= Exercise prompt =
Can you edit the material below so that "olive tree" becomes "palm tree" and everything else stays the same?

'''

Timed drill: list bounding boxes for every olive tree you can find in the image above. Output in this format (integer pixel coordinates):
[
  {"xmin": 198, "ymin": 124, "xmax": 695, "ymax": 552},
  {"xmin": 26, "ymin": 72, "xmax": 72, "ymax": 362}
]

'''

= The output =
Timed drill: list bounding boxes for every palm tree you can find in the image above. Output in this format (integer pixel coordinates):
[
  {"xmin": 198, "ymin": 124, "xmax": 695, "ymax": 552},
  {"xmin": 26, "ymin": 72, "xmax": 72, "ymax": 362}
]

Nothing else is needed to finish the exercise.